## Items from a data source
*** Block opens ***

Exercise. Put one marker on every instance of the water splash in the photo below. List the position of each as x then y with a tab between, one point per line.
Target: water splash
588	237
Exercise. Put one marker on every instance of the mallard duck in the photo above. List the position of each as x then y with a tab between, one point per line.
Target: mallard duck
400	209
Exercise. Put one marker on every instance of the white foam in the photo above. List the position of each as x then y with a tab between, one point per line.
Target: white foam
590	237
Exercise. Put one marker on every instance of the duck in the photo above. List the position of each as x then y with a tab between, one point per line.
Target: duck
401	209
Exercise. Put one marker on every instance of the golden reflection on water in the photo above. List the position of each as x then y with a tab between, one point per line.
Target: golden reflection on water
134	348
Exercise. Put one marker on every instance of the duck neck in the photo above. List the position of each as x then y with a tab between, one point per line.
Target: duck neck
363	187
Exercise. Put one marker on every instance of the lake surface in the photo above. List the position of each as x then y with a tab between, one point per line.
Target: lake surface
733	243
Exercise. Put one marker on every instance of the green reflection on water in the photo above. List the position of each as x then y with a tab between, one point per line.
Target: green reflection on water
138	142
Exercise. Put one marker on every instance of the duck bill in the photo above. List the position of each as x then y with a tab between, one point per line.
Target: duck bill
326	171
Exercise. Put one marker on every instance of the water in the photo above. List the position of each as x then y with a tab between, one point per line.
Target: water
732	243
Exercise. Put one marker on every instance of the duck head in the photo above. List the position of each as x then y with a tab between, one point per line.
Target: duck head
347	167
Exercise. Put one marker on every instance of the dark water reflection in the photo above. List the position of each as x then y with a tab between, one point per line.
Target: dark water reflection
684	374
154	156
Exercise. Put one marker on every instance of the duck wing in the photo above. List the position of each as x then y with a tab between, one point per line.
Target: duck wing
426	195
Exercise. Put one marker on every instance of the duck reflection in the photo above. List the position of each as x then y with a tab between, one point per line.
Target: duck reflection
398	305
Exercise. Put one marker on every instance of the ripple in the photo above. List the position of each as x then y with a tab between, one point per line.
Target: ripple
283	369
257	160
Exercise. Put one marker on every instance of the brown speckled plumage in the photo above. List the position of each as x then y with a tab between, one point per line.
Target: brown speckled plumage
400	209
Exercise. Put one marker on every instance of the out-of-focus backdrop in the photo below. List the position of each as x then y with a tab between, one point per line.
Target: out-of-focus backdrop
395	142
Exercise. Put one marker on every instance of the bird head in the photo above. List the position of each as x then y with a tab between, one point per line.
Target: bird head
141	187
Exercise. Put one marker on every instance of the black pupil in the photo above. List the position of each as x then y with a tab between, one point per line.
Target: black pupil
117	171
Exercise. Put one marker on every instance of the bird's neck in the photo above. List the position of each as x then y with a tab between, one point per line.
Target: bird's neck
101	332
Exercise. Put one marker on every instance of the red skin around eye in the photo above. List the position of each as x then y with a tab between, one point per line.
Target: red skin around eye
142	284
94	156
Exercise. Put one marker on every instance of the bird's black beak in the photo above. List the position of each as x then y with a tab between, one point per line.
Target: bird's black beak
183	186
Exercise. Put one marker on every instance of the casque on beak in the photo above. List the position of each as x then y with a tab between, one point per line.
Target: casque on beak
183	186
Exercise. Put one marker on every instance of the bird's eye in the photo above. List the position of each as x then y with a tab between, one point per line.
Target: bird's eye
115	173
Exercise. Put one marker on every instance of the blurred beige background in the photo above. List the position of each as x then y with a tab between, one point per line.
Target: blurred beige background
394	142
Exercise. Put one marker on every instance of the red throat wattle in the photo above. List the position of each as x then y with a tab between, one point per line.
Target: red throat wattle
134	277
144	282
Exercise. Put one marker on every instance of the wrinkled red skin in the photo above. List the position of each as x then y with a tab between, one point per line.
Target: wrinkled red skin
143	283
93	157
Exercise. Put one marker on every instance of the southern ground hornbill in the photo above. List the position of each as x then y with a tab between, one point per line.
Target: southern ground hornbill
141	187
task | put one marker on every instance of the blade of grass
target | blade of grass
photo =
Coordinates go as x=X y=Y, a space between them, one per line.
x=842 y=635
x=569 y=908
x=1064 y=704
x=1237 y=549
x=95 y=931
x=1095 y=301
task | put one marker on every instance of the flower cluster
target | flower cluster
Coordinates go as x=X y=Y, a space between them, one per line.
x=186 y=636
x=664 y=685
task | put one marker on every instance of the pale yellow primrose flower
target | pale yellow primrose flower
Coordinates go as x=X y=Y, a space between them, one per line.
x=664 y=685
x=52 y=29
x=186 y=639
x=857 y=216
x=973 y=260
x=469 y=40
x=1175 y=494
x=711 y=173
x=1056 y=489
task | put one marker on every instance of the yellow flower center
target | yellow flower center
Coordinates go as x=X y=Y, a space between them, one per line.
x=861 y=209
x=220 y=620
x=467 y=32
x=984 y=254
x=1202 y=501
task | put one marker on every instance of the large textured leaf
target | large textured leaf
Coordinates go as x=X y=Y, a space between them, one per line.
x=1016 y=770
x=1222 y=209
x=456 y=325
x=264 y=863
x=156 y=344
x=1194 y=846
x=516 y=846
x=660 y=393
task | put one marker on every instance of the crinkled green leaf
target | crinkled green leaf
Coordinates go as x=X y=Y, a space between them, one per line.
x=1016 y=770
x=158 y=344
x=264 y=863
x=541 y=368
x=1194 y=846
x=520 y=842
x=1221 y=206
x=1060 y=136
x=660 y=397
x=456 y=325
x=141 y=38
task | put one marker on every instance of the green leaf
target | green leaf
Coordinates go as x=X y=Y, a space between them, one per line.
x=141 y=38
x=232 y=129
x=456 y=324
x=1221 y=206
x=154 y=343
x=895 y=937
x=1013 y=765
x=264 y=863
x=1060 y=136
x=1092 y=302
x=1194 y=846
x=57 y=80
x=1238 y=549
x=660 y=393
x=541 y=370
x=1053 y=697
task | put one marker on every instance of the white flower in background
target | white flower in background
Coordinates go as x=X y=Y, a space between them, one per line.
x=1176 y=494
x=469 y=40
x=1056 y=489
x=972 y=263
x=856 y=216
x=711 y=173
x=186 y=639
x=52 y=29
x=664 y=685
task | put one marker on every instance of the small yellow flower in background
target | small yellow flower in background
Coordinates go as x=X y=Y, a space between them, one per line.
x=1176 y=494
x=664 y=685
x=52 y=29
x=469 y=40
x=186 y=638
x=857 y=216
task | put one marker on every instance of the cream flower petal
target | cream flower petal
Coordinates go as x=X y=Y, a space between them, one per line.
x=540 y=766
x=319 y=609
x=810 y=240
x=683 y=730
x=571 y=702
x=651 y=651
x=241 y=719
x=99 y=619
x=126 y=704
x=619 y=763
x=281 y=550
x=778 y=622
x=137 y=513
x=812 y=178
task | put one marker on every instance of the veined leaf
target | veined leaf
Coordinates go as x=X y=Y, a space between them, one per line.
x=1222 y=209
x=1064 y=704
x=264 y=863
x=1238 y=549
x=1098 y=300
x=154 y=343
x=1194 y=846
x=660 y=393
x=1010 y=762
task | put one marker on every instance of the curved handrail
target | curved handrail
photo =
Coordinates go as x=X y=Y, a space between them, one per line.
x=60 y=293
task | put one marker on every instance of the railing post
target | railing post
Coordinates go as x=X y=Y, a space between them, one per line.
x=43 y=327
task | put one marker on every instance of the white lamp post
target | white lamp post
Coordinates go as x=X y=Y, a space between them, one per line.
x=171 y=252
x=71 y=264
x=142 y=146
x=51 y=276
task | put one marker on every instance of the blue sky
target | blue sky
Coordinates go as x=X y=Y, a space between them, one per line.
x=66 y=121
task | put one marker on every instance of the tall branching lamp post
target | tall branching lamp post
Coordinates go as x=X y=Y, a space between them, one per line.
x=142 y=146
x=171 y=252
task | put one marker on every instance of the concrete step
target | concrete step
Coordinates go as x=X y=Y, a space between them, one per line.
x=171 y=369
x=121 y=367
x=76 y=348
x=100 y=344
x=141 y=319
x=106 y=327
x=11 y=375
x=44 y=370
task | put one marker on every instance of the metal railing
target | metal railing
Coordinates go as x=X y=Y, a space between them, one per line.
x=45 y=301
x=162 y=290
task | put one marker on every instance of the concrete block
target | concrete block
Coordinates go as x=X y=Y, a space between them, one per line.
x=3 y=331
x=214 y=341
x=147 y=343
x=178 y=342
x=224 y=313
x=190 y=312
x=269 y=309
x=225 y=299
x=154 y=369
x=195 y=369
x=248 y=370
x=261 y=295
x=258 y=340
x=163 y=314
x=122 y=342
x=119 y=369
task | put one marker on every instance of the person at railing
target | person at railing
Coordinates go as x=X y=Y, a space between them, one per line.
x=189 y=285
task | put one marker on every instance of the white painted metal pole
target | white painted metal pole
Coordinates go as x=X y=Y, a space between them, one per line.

*** Block closes ***

## Exercise aim
After locating the line with "task | put one marker on every instance of the curved" above, return that line and every later line through the one with "target | white painted metal pole", word for word and with nothing else.

## Completed task
task | put one marker on every instance of the curved handrail
target | curved handrail
photo =
Coordinates go as x=X y=Y, a space between them, one per line.
x=60 y=293
task | put one marker on every instance of the railing post
target | railing post
Coordinates go as x=X y=Y, a space between them, one per line.
x=43 y=327
task | put one marker on every instance of the white lamp post
target | white lamp post
Coordinates go as x=X y=Y, a space between them, one per line.
x=171 y=252
x=71 y=264
x=142 y=146
x=51 y=276
task | put one marker on every instance of the blue sky
target | blue sky
Coordinates go as x=X y=Y, a space between them, one per line.
x=66 y=121
task | put one marker on every instance of the tall branching lamp post
target | tall branching lamp post
Coordinates go as x=X y=Y, a space between them, one per line.
x=142 y=146
x=171 y=252
task | put one marker on every instance of the concrete step
target | concrete step
Coordinates go as x=X y=Y, a space between them, one per line.
x=171 y=369
x=121 y=367
x=76 y=348
x=100 y=344
x=141 y=319
x=106 y=327
x=11 y=375
x=44 y=370
task | put one marker on every instance of the metal railing
target | metal railing
Coordinates go as x=X y=Y, a space between them, one per line.
x=45 y=301
x=162 y=290
task | put one marker on every instance of the concrete block
target | concrete block
Coordinates go as x=X y=Y, a space between them, one per line.
x=3 y=331
x=214 y=341
x=147 y=343
x=178 y=342
x=224 y=313
x=190 y=312
x=269 y=309
x=225 y=299
x=154 y=369
x=195 y=369
x=248 y=370
x=261 y=295
x=258 y=340
x=163 y=314
x=122 y=342
x=119 y=369
task | put one marker on every instance of the person at railing
target | person at railing
Coordinates go as x=X y=Y, a space between them, one per line.
x=189 y=285
task | put one marker on every instance of the white painted metal pole
target | white painted metal pole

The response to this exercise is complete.